= Objective =
Copy out the material below, switching each "marker" to "dot" and leaving everything else unchanged.

--- start Input material ---

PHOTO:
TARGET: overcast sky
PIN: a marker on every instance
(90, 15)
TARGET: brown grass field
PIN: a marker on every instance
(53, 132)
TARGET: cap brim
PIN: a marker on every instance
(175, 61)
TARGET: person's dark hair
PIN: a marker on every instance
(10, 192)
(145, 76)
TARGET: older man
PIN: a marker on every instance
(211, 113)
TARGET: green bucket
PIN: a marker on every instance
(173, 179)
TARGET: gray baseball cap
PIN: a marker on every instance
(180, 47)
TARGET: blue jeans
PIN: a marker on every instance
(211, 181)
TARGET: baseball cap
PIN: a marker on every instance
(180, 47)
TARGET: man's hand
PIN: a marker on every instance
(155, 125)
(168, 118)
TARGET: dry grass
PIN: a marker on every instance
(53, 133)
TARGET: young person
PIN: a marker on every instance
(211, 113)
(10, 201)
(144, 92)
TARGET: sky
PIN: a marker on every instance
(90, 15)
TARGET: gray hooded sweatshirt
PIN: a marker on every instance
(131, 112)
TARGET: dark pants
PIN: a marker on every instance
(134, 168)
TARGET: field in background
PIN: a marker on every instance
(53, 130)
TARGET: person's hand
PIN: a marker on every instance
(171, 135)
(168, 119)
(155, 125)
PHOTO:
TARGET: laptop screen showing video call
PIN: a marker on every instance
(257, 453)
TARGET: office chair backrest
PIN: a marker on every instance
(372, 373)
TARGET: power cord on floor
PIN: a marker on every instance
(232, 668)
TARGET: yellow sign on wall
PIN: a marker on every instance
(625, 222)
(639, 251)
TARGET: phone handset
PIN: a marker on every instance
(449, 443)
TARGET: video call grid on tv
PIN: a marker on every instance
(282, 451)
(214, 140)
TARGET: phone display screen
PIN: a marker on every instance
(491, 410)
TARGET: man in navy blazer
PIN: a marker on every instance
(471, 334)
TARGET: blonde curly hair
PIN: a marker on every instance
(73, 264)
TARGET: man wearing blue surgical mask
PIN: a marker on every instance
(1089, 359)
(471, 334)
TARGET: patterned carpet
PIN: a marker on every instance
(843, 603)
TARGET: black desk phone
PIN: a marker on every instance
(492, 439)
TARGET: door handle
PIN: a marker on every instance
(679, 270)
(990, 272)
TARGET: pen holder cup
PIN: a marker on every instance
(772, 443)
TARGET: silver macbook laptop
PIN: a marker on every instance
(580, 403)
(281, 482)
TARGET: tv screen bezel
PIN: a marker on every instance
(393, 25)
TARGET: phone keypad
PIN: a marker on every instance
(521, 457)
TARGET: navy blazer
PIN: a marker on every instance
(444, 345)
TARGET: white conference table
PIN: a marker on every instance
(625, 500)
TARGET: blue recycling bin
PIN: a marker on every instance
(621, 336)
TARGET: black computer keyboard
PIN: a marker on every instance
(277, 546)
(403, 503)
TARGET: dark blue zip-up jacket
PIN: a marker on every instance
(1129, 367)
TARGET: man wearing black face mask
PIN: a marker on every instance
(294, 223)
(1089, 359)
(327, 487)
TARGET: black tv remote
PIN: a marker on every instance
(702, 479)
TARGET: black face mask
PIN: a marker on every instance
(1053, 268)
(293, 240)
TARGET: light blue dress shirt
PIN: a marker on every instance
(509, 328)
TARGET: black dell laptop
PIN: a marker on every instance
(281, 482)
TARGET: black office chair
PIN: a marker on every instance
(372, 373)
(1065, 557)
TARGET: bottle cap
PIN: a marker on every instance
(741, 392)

--- end Input material ---

= Result of this task =
PHOTO:
TARGET: overcast sky
PIN: a dot on every instance
(90, 15)
TARGET: brown grass field
PIN: a dot on every instance
(53, 132)
TARGET: cap brim
PIN: a dot on every instance
(175, 61)
TARGET: person's dark hair
PIN: a dot on every instance
(10, 192)
(145, 76)
TARGET: older man
PIN: a dot on every instance
(211, 113)
TARGET: green bucket
PIN: a dot on every instance
(173, 179)
TARGET: gray baseball cap
PIN: a dot on every instance
(180, 47)
TARGET: blue jeans
PIN: a dot on every instance
(211, 181)
TARGET: baseball cap
PIN: a dot on every instance
(180, 47)
TARGET: man's hand
PIN: a dot on every instance
(155, 125)
(168, 118)
TARGET: dry grass
PIN: a dot on every instance
(53, 133)
TARGET: young person
PIN: a dot on every instance
(211, 113)
(10, 201)
(144, 92)
TARGET: sky
PIN: a dot on every instance
(90, 15)
TARGET: gray hooded sweatshirt
PIN: a dot on every instance
(131, 112)
TARGET: dark pants
PIN: a dot on every instance
(134, 168)
TARGET: field in background
PIN: a dot on every instance
(53, 130)
TARGET: person's hand
PIN: a dot on every instance
(171, 135)
(168, 119)
(155, 125)
PHOTO:
TARGET: laptop screen showing video call
PIN: a dot on every instance
(257, 453)
TARGET: office chair backrest
PIN: a dot on every instance
(372, 373)
TARGET: power cord on floor
PIN: a dot on every instance
(232, 668)
TARGET: yellow sign on wall
PIN: a dot on every instance
(625, 222)
(639, 251)
TARGET: phone handset
PIN: a dot on every instance
(449, 443)
TARGET: video call grid on tv
PIN: a dot on every instance
(282, 451)
(214, 140)
TARGET: phone display screen
PIN: a dot on every instance
(491, 410)
TARGET: man in navy blazer
PIN: a dot on every instance
(471, 334)
TARGET: blonde curly hair
PIN: a dot on every instance
(73, 264)
TARGET: man wearing blue surgical mask
PIN: a dot on every instance
(1089, 359)
(471, 334)
TARGET: patterned carpet
PIN: a dot on every instance
(843, 603)
TARGET: black desk phone
PIN: a dot on every instance
(492, 439)
TARGET: door handle
PIN: a dot on every instance
(679, 270)
(990, 272)
TARGET: pen holder cup
PIN: a dot on every instance
(772, 443)
TARGET: silver macbook laptop
PIN: a dot on every instance
(580, 403)
(281, 482)
TARGET: tv screen bezel
PIN: a dot on every instance
(393, 25)
TARGET: phone keypad
PIN: a dot on every instance
(521, 457)
TARGET: navy blazer
PIN: a dot on every instance
(444, 345)
TARGET: white conference table
PIN: a dot on every instance
(625, 500)
TARGET: blue recycling bin
PIN: a dot on every instance
(621, 336)
TARGET: black computer keyboard
PIN: a dot on every instance
(277, 546)
(403, 503)
TARGET: dark blue zip-up jacket
PIN: a dot on every instance
(1129, 367)
TARGET: man wearing black face mask
PIN: a dot on every instance
(294, 223)
(1089, 359)
(327, 487)
TARGET: black tv remote
PIN: a dot on every instance
(702, 479)
TARGET: black face mask
PIN: a dot on every instance
(1053, 268)
(293, 240)
TARGET: light blue dress shirt
PIN: a dot on every instance
(509, 328)
TARGET: black dell laptop
PIN: a dot on every instance
(281, 482)
TARGET: black office chair
PIN: a dot on every instance
(372, 373)
(1065, 557)
TARGET: bottle cap
PIN: a dot on every instance
(741, 392)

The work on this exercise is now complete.